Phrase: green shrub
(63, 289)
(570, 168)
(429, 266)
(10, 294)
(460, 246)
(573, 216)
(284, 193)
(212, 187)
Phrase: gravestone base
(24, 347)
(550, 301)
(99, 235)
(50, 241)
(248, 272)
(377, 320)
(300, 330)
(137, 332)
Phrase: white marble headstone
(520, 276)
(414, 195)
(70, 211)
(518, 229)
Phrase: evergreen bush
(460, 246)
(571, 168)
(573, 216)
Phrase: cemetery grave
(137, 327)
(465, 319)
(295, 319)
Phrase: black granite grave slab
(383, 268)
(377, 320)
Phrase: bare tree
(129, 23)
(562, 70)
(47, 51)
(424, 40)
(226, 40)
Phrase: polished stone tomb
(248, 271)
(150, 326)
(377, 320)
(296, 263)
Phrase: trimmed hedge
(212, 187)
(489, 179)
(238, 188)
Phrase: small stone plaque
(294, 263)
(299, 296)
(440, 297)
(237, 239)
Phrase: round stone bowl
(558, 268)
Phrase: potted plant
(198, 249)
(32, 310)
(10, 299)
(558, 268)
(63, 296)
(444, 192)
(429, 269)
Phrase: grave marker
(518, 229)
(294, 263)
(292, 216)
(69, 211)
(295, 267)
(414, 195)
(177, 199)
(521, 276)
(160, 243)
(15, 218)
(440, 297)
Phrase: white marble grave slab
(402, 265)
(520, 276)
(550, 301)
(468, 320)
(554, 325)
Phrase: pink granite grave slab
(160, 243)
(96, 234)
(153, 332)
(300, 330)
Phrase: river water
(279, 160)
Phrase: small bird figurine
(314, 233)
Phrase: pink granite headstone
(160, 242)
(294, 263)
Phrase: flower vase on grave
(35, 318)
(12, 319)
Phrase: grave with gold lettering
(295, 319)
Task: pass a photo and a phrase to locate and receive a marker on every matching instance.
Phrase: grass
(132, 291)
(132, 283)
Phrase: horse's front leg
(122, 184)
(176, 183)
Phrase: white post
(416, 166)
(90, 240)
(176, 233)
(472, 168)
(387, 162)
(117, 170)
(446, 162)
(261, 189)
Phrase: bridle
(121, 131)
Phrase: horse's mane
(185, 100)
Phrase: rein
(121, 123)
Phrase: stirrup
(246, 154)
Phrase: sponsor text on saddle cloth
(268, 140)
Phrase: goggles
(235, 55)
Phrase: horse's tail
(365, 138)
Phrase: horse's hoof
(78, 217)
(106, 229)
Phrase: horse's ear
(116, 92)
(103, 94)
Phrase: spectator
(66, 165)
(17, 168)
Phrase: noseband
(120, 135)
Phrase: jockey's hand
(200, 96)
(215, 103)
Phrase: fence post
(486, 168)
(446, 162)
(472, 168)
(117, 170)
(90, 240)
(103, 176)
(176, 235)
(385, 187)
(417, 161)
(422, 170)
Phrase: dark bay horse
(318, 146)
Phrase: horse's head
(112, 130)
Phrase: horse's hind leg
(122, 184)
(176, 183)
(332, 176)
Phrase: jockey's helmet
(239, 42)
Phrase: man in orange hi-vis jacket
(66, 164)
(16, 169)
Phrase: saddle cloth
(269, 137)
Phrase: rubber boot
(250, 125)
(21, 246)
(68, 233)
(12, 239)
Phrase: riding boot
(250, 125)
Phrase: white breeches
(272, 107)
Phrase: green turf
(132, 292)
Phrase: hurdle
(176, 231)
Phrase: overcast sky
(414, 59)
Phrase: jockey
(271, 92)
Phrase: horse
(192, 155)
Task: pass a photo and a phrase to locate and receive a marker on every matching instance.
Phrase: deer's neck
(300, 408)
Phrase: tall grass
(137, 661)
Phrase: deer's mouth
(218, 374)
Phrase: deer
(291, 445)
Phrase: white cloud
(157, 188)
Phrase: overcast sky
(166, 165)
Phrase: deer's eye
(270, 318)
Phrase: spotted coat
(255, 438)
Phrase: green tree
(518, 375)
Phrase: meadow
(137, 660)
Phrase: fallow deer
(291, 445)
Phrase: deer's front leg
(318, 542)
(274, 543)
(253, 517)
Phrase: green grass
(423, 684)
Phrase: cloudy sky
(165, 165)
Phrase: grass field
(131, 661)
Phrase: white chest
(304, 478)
= = =
— Exercise instructions —
Starting at the line that contains "Phrase: pink granite headstone", output every remaining line of the data exactly, and stop after the last one.

— Response for this exercise —
Phrase: pink granite headstone
(160, 242)
(294, 263)
Phrase: flower vase on grave
(35, 318)
(12, 319)
Phrase: grave with gold lettering
(295, 319)
Task: pass a photo and a phrase to locate and receive a marker on every matching instance.
Phrase: grass
(132, 291)
(132, 283)
Phrase: horse's front leg
(122, 184)
(176, 183)
Phrase: white post
(416, 166)
(90, 240)
(176, 233)
(472, 168)
(387, 162)
(117, 170)
(446, 162)
(261, 189)
Phrase: bridle
(121, 131)
Phrase: horse's mane
(185, 100)
Phrase: rein
(121, 123)
Phrase: stirrup
(246, 154)
Phrase: sponsor text on saddle cloth
(268, 140)
Phrase: goggles
(235, 55)
Phrase: horse's tail
(365, 138)
Phrase: horse's hoof
(78, 217)
(106, 229)
Phrase: horse's ear
(116, 92)
(103, 94)
Phrase: spectator
(66, 165)
(17, 168)
Phrase: noseband
(120, 135)
Phrase: jockey's hand
(200, 96)
(215, 103)
Phrase: fence post
(486, 168)
(446, 162)
(472, 168)
(117, 170)
(90, 240)
(103, 176)
(176, 235)
(385, 187)
(417, 161)
(422, 170)
Phrase: dark bay horse
(318, 146)
Phrase: horse's head
(112, 130)
Phrase: horse's hind leg
(122, 184)
(176, 183)
(332, 176)
Phrase: jockey's helmet
(239, 42)
Phrase: man in orange hi-vis jacket
(66, 164)
(16, 169)
Phrase: saddle cloth
(269, 137)
Phrase: rubber boot
(250, 125)
(21, 246)
(68, 233)
(12, 239)
Phrase: riding boot
(250, 125)
Phrase: white breeches
(272, 107)
Phrase: green turf
(132, 292)
Phrase: hurdle
(176, 231)
Phrase: overcast sky
(414, 59)
Phrase: jockey
(271, 92)
Phrase: horse
(192, 155)
Task: pass a photo and a phrase to locate and receive a marker on every matching instance.
Phrase: deer's neck
(300, 408)
Phrase: tall grass
(137, 661)
Phrase: deer's mouth
(218, 374)
Phrase: deer
(291, 445)
Phrase: white cloud
(157, 188)
Phrase: overcast sky
(166, 165)
Phrase: deer's eye
(270, 318)
Phrase: spotted coat
(255, 438)
Phrase: green tree
(518, 375)
Phrase: meadow
(137, 660)
Phrase: fallow deer
(291, 445)
Phrase: deer's front leg
(318, 542)
(274, 543)
(253, 517)
Phrase: green grass
(423, 684)
Phrase: cloudy sky
(165, 165)
Phrase: grass field
(131, 661)
Phrase: white chest
(304, 478)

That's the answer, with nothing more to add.